- [Task data]:

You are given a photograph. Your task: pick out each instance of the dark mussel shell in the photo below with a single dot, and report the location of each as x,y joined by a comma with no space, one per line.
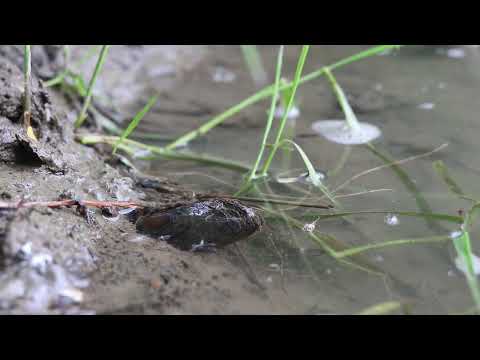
217,222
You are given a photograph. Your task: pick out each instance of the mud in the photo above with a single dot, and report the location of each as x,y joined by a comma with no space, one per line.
66,261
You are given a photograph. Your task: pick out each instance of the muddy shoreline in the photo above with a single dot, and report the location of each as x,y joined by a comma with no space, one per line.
62,261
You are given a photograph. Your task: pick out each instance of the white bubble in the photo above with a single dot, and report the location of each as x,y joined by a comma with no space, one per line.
309,227
456,53
294,113
339,132
426,106
392,220
223,75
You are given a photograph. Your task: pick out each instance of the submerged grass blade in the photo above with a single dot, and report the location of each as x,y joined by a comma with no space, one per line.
382,309
402,175
135,121
101,59
312,173
452,185
435,216
361,249
350,116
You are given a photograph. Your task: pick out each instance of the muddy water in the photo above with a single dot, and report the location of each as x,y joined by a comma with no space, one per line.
421,97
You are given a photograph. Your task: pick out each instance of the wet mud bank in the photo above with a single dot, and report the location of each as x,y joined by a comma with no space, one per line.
76,260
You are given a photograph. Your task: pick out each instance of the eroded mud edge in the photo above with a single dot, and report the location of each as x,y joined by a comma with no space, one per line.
62,261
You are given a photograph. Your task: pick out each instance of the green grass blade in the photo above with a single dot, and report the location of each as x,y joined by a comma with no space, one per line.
464,250
135,121
298,74
268,91
268,126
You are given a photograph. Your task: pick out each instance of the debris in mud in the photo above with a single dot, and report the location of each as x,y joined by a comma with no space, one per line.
217,222
15,144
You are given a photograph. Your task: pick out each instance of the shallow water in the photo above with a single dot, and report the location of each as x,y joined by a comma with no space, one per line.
423,97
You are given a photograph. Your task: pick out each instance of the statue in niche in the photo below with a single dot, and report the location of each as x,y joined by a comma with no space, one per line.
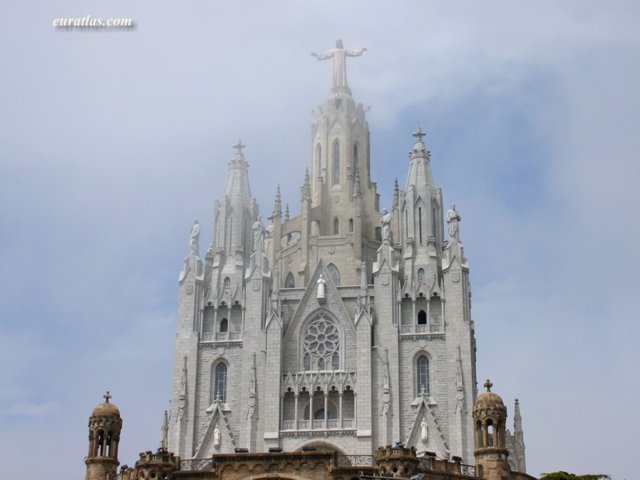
386,400
258,235
194,238
424,431
339,55
321,287
452,219
217,437
385,221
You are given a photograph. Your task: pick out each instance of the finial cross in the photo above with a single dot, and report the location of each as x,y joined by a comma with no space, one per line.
419,134
239,146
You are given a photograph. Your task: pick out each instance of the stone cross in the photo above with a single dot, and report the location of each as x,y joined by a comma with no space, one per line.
419,134
239,146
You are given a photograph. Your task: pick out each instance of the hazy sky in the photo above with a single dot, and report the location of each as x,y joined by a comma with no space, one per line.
112,142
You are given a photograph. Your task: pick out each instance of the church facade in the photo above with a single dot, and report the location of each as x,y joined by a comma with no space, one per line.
347,326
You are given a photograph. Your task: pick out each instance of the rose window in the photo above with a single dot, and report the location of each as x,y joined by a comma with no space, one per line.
321,345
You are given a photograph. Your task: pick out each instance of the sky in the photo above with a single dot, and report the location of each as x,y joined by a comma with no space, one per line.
113,141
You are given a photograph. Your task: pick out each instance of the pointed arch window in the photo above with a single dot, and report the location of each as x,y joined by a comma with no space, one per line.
336,162
318,160
321,345
422,375
335,274
224,325
354,165
219,383
289,282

- [Task details]: Restate each of the entries above word for word and skip every image.

- [Final result]:
You are given a photograph. Your task: pick out each instance of the dark mussel shell in the photo below with a single dot, and report the location of each as x,y joined by a comma with no space, one per line.
217,222
You are given a photograph. Your task: pick out each instance of the mud in the photo above with a single dot, and report the location of each as x,y joined by a comma with no space, one per line.
66,261
You are given a photograph. Your task: pick out each instance of the muddy shoreline in the photo above with a single dot, and report the location of each as x,y joined by a comma with no space, one per line.
62,261
You are given a photograph. Your task: pick out each instance of the white bubble in the photo above with a single dot, and report the location of each as x,y joined by a comma with no space, one per line.
309,227
456,53
294,113
339,132
426,106
392,220
223,75
You are given a photograph. Your task: pick out each instance of the submerged grass blade in the photo above with a single dot, and report the location of each as x,y joined by a comma with no space, one per line.
382,309
402,175
135,121
101,59
312,173
452,185
435,216
361,249
350,116
You are given a photograph. Your task: pick out each instance of the muddy water in the photo above with a single dot, and report the location of each as x,y joined by a comma with no space, one per line.
421,97
You are given a photograph. Your task: pick out each instance of the wet mud bank in the photo above with a single dot, and report the location of each as x,y joined by a comma with no space, one per line.
76,260
You are given a photograph. Your task: pick out each instance of the eroded mud edge in the photo above with a single dot, and report the location of each as x,y joined by a comma with no space, one per line.
62,261
You are given a photograph. Your task: pick out each instance of the green grass blade in the photo above with a single dot, and report the location of each as x,y joined by a comma with no space, one per line.
464,250
135,121
298,74
268,91
268,126
You are given a photograph. Your task: pick out each instance of the debris in mud in the photo above with a single dot, and report the location of each as x,y joined by a comma with no space, one per line.
217,222
15,144
You are given a photograph. Your task: pick out each instance of the shallow water in the photo above with a single dot, and report the location of each as x,y joined by a comma with no space, one per line.
423,97
You are given a photograph. Your task: pick out each instance of the statue in niche in the photo below with a single dot, and report the location of each as x,y joined by a comma with no space, one per line.
386,400
258,235
194,238
424,431
339,55
321,287
452,219
217,437
385,221
You are given a photograph. Your task: pick out each instance of the finial cross in the photo above with a single dot, and report the location of each as x,y joined by a comma with no space, one per line.
419,134
239,146
You are given a photograph. Your task: pick out each instance of the stone cross in the photo above with a single dot, and report the location of each as x,y joined by a comma with no space, one per line.
419,134
239,146
You are given a photograph. Your task: pick out each instance of the hazy sky in the photo above with a single dot, and report the location of each as x,y joined by a comma with no space, one per line.
112,142
You are given a photograph. Your task: pick out each instance of the church facade in the photo above with a single dot, and report the location of each as x,y joined by a comma with no space, one per line.
347,326
You are given a photograph. Your task: pick out each instance of the rose window in the photo above with a single dot, and report the location of each as x,y joined by a comma with no space, one per line.
321,345
You are given a photograph. Your task: pick out each instance of the sky in the photo above with a single dot, and report the location of each as x,y joined by a comma with no space, one per line.
113,141
You are given a photograph. Your task: pick out each instance of the pointed arch window in the photo above with a single dot, and report the location of each as x,y joined by a comma with no space, one per line.
336,162
318,160
321,345
422,375
335,274
224,325
354,165
219,383
289,282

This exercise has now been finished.